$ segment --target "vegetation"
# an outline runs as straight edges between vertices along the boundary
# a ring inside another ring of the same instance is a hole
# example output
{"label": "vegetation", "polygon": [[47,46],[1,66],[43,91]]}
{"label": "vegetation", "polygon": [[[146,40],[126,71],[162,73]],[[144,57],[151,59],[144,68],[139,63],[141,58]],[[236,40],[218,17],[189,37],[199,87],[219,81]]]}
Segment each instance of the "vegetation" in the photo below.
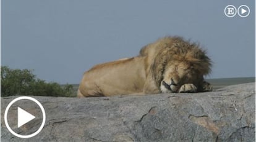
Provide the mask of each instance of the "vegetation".
{"label": "vegetation", "polygon": [[1,97],[12,95],[38,95],[53,97],[74,96],[73,86],[47,83],[36,77],[32,69],[10,69],[1,66]]}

══════════

Short task →
Rewrite the entries above with "instance" replaced by "object" and everything else unchanged. Leave out the pictures.

Response to the exercise →
$ segment --target "vegetation"
# an outline runs as straight edges between vertices along the boundary
# a ring inside another ring of the same object is a hole
# example output
{"label": "vegetation", "polygon": [[47,46],[1,66],[43,91]]}
{"label": "vegetation", "polygon": [[[146,40],[126,71],[162,73]],[[144,57],[151,59],[144,68],[139,63],[141,58]],[[236,40],[218,17],[189,37],[199,87],[219,81]]]}
Segment each object of the "vegetation" in the photo below.
Provide the mask of each object of the "vegetation".
{"label": "vegetation", "polygon": [[1,97],[12,95],[38,95],[53,97],[74,96],[73,86],[47,83],[36,77],[32,69],[10,69],[1,66]]}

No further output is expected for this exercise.